WHAT IS NEEDED: Check each line of the data below for the word "table", then extract the ones that have it.

=-=-=

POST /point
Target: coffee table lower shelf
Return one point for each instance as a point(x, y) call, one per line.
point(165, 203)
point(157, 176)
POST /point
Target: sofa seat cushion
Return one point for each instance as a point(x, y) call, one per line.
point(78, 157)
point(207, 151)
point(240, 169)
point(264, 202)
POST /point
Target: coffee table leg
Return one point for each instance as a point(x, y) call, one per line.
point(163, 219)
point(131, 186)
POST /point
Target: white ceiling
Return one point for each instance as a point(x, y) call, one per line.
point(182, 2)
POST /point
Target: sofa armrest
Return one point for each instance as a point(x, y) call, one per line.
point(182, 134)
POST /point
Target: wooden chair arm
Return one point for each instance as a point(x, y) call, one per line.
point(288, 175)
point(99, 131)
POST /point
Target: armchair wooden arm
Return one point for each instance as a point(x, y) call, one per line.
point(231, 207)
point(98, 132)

=-=-=

SOLUTION FOR THIS EXERCISE:
Target: coffee table lower shelf
Target: coffee table leg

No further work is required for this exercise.